Data excerpts:

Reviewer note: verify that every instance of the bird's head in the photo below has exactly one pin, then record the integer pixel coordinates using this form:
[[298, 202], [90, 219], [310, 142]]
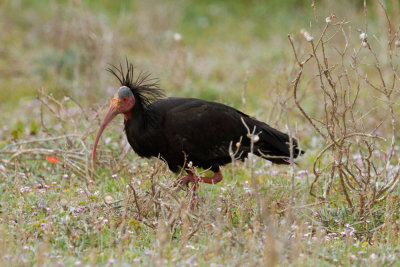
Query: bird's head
[[122, 103], [140, 91]]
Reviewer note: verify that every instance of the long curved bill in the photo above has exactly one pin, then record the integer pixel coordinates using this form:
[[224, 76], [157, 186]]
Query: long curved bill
[[112, 112]]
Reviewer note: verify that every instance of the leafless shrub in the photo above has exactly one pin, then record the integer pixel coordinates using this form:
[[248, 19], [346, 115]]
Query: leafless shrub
[[356, 160]]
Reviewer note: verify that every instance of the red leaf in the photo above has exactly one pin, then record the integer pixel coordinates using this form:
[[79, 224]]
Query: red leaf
[[52, 159]]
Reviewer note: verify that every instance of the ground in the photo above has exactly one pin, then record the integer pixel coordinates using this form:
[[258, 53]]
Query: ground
[[57, 209]]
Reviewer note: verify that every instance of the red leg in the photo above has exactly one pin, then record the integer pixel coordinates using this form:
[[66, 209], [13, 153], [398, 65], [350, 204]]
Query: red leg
[[192, 178]]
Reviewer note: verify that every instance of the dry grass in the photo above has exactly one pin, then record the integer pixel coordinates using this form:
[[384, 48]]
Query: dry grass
[[128, 212]]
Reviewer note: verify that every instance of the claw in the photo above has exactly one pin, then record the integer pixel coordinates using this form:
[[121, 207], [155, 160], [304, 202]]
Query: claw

What the task requires:
Keep every word of the data as it is when you write it out, but drop the pictures.

Problem solution:
Reviewer note: verify that every instance of the bird's head in the photo below has exactly one pin, then record the integer pixel coordinates using this form:
[[298, 202], [90, 219], [310, 142]]
Query: bird's head
[[122, 103], [140, 91]]
Reviewer note: verify that every instance of the long curved bill in the photo above has exactly one pin, then record the integer pixel coordinates using this form:
[[224, 76], [157, 186]]
Query: long curved bill
[[112, 112]]
Reviewer note: verify that every instance of the leafless shrub in the photo above has exactly one pin, then record the integer pixel coordinates using this form:
[[248, 19], [346, 115]]
Query: leafless shrub
[[356, 160]]
Reviewer note: verify that every instance of the red leaf in the photo above has exactly one pin, then record the integer pixel coordinates using this form:
[[79, 224]]
Query: red leaf
[[52, 159]]
Reviewer note: verify that every instance of the ground in the photo above has exactly one pin, then record the integer pixel coordinates using this form:
[[258, 53]]
Query: ground
[[57, 209]]
Reviewer note: verify that every instance of the red leg in the photo above has exactly one pin, then record the integer pixel coordinates using this form:
[[66, 209], [13, 153], [398, 65], [350, 204]]
Query: red leg
[[192, 178]]
Reviewer note: verify that every instance of the dry grass in the photo above has exactly one pin, then record the integer pixel coordinates using this form:
[[384, 48]]
Query: dry grass
[[128, 212]]
Reviewer note: verify that every instance of the claw in the photo above has exactly one pin, then record the integer pixel coordinates using this form:
[[121, 207], [155, 160], [304, 202]]
Query: claw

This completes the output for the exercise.